• SHORT TASK: Copy out the lines word for word, beginning with the line that contains "Could you point out the man's arm" and ending after the line that contains "column 630, row 283". Leave out the pictures.

• DATA SECTION:

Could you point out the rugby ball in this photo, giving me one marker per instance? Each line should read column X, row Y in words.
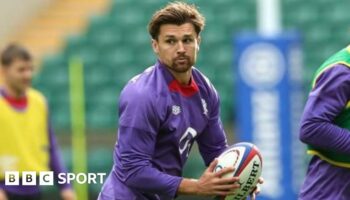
column 246, row 159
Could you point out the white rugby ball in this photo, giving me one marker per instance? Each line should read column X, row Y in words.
column 246, row 159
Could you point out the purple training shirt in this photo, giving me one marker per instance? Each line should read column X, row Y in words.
column 329, row 97
column 158, row 122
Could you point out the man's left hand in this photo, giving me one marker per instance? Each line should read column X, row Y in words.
column 257, row 189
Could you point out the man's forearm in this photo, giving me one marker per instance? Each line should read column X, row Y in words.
column 188, row 187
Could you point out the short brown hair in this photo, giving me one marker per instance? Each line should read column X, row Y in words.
column 12, row 52
column 176, row 13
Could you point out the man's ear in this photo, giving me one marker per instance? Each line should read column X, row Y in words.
column 155, row 46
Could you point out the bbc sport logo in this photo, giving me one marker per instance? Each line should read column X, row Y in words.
column 47, row 178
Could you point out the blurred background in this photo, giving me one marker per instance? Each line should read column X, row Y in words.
column 111, row 39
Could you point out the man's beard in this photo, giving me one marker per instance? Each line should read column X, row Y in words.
column 181, row 68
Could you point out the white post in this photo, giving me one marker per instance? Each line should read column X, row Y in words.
column 269, row 17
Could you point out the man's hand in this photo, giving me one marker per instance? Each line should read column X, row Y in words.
column 257, row 189
column 2, row 195
column 210, row 183
column 67, row 194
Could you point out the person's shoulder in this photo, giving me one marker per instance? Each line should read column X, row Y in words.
column 140, row 87
column 335, row 71
column 37, row 95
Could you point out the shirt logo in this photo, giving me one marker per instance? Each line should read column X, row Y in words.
column 176, row 110
column 205, row 108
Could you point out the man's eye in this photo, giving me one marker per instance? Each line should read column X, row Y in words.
column 170, row 41
column 188, row 40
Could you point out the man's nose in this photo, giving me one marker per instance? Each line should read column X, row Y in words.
column 180, row 48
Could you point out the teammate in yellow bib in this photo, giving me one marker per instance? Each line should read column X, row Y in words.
column 27, row 142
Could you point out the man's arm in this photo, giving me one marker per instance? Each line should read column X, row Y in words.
column 56, row 165
column 327, row 99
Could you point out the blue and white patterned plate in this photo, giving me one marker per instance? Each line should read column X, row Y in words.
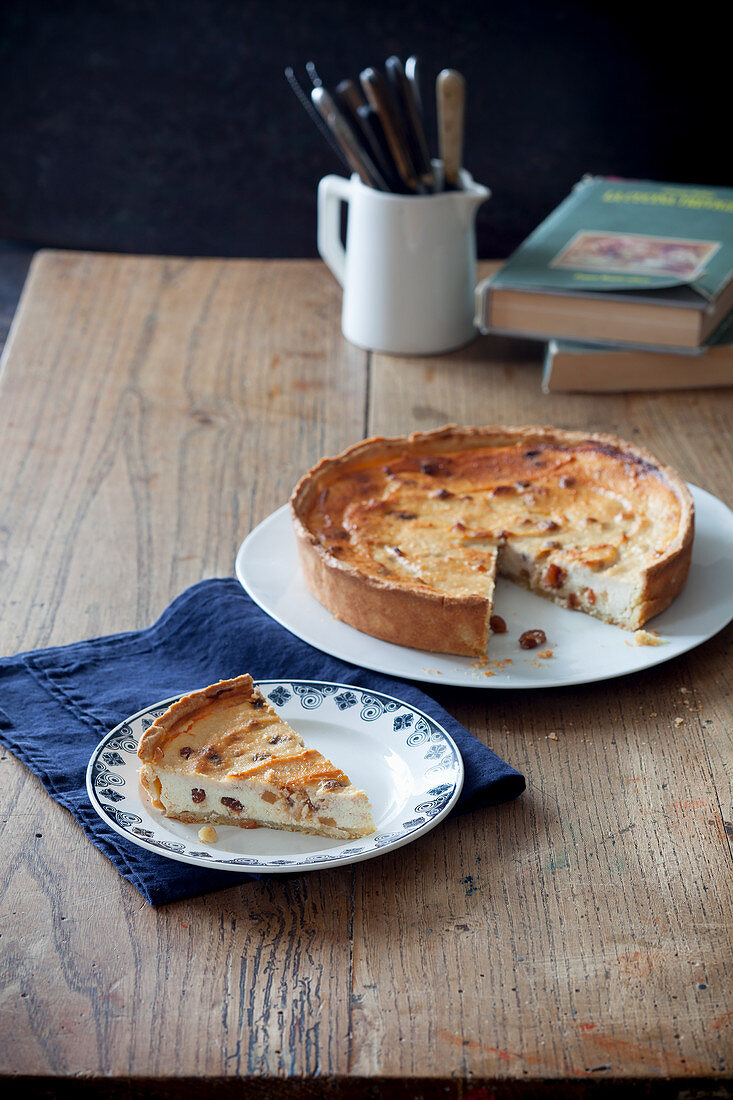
column 406, row 762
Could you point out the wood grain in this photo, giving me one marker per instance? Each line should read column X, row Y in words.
column 152, row 411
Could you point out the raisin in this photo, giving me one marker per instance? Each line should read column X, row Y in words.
column 555, row 576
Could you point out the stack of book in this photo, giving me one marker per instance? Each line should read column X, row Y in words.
column 630, row 283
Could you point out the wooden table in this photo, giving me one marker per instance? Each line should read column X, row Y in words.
column 152, row 411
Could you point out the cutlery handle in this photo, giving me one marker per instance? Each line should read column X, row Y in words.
column 376, row 142
column 411, row 119
column 313, row 114
column 450, row 97
column 378, row 95
column 361, row 119
column 413, row 77
column 357, row 156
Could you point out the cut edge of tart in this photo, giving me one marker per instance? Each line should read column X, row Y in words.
column 387, row 591
column 222, row 756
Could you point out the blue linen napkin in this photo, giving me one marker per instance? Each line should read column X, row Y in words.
column 57, row 704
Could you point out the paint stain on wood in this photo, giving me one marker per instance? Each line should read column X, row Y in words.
column 626, row 1054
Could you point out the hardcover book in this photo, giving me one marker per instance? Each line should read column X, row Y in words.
column 578, row 367
column 621, row 262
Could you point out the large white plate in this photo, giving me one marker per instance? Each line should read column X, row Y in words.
column 583, row 649
column 406, row 762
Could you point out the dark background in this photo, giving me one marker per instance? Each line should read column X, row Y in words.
column 168, row 127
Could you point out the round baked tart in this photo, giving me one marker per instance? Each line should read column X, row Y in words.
column 403, row 537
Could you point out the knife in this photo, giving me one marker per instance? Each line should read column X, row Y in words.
column 374, row 135
column 313, row 114
column 411, row 119
column 411, row 73
column 354, row 153
column 378, row 95
column 450, row 98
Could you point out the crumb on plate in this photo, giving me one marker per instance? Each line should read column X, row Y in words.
column 648, row 638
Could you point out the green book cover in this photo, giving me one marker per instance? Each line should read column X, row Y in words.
column 665, row 240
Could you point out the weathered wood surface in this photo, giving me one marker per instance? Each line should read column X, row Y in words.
column 152, row 411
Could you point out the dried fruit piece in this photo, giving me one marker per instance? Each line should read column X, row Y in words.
column 232, row 804
column 555, row 576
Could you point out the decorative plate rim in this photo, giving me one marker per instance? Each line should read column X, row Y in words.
column 425, row 809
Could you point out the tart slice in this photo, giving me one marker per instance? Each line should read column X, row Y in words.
column 222, row 756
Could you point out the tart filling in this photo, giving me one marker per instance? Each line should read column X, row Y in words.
column 403, row 538
column 222, row 756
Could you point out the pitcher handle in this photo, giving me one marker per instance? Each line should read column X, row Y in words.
column 332, row 190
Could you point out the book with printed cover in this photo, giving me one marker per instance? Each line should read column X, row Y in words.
column 578, row 367
column 620, row 262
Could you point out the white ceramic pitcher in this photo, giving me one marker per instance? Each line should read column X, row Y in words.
column 408, row 267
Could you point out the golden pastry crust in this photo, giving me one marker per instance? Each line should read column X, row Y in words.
column 222, row 756
column 346, row 510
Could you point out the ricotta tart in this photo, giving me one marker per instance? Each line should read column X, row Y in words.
column 221, row 756
column 403, row 537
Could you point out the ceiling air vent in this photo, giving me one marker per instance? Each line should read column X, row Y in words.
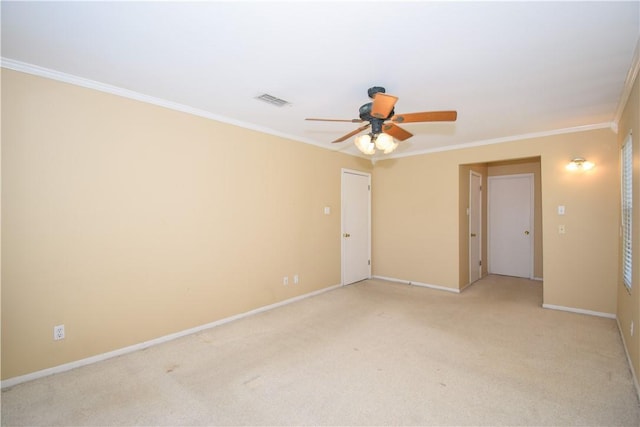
column 270, row 99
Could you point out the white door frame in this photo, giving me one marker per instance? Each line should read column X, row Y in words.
column 530, row 176
column 479, row 235
column 345, row 171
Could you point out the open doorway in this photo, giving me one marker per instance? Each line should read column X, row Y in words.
column 530, row 165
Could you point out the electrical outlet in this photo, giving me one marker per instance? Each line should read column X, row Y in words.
column 58, row 332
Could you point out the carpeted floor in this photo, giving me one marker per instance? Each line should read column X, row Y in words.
column 372, row 353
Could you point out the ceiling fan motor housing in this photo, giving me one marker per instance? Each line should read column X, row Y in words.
column 376, row 89
column 365, row 113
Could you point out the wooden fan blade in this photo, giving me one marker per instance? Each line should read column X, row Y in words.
column 337, row 120
column 427, row 116
column 396, row 131
column 355, row 132
column 383, row 105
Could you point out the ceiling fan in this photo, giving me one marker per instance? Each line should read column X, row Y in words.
column 381, row 118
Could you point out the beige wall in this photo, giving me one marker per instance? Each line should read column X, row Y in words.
column 126, row 221
column 629, row 303
column 416, row 216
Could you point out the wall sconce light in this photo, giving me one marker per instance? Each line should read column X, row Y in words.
column 579, row 163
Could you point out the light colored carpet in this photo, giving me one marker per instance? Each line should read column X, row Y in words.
column 372, row 353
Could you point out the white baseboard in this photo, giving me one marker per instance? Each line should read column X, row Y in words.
column 424, row 285
column 633, row 372
column 130, row 349
column 579, row 311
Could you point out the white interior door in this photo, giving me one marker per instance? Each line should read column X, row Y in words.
column 475, row 226
column 356, row 226
column 510, row 223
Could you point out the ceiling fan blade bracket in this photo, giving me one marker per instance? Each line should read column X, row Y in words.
column 426, row 116
column 383, row 104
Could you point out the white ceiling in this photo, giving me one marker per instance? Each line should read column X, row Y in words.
column 509, row 68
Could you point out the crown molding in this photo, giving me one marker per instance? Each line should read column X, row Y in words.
column 512, row 138
column 632, row 74
column 126, row 93
column 137, row 96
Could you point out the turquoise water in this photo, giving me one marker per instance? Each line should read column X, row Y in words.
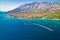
column 21, row 29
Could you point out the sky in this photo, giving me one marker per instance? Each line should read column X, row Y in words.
column 6, row 5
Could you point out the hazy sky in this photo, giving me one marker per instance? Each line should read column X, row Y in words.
column 6, row 5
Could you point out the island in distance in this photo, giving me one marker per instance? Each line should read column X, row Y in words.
column 37, row 10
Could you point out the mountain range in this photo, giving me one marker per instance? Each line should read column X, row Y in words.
column 43, row 7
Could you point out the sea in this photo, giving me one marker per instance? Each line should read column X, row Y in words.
column 23, row 29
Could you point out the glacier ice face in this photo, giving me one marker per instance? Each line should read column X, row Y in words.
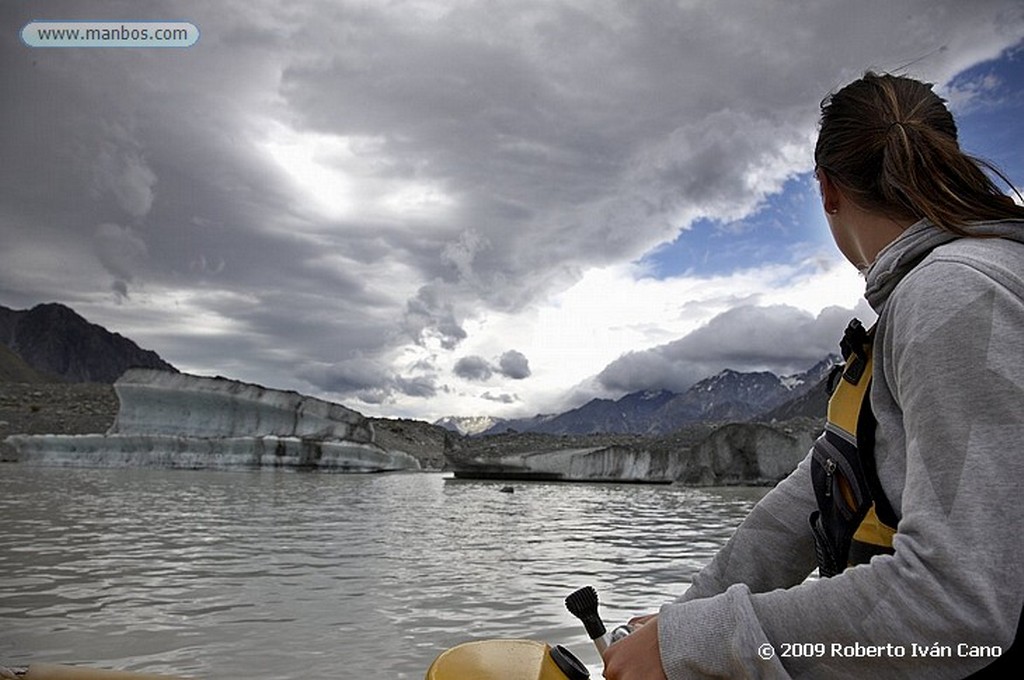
column 170, row 419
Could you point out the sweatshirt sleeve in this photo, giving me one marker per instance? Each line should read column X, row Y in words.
column 950, row 595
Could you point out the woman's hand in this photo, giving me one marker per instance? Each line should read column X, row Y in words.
column 636, row 656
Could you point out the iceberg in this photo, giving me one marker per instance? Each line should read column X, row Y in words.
column 168, row 419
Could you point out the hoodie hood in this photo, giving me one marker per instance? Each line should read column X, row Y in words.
column 896, row 259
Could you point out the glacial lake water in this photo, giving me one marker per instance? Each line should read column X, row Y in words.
column 264, row 575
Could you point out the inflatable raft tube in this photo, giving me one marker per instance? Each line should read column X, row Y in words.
column 507, row 660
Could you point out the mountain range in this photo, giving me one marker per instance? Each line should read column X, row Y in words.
column 51, row 342
column 729, row 395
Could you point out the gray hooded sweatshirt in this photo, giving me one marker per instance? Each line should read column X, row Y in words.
column 948, row 395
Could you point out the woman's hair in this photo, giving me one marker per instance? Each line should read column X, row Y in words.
column 890, row 144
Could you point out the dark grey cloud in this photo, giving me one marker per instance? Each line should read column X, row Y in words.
column 780, row 339
column 495, row 152
column 514, row 365
column 473, row 368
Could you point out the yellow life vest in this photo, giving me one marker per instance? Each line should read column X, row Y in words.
column 854, row 521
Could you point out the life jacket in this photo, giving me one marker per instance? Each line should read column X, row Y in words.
column 854, row 521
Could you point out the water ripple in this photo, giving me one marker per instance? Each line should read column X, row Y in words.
column 274, row 574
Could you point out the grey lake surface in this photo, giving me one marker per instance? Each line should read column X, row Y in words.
column 289, row 575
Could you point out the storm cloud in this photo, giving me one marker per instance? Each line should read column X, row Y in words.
column 373, row 202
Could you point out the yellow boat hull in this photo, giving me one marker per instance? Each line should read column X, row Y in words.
column 501, row 660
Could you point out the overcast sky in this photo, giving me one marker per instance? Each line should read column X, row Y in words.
column 422, row 209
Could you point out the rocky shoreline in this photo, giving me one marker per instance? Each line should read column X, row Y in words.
column 54, row 409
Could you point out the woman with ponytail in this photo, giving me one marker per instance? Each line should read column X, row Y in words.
column 942, row 252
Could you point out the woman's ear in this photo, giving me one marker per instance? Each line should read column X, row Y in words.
column 829, row 193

• EXERCISE SOLUTION:
Could you point out the man's arm in this photo, giving me one marker per instance? Each line should read column X, row Y in words.
column 56, row 165
column 327, row 99
Could you point out the blue and white patterned plate in this photo, giving me one marker per instance? Each line should read column X, row Y in words.
column 406, row 762
Could you point out the wood grain in this photo, giving me one marker per instance? Each line should read column X, row Y in words.
column 152, row 411
Could you point out the raisin in this photo, giving me one marker per instance? Each line should read column X, row Y in words.
column 555, row 576
Could you point out the stack of book in this photo, giving me one marker per instance? Each line should read column X, row Y in words.
column 630, row 283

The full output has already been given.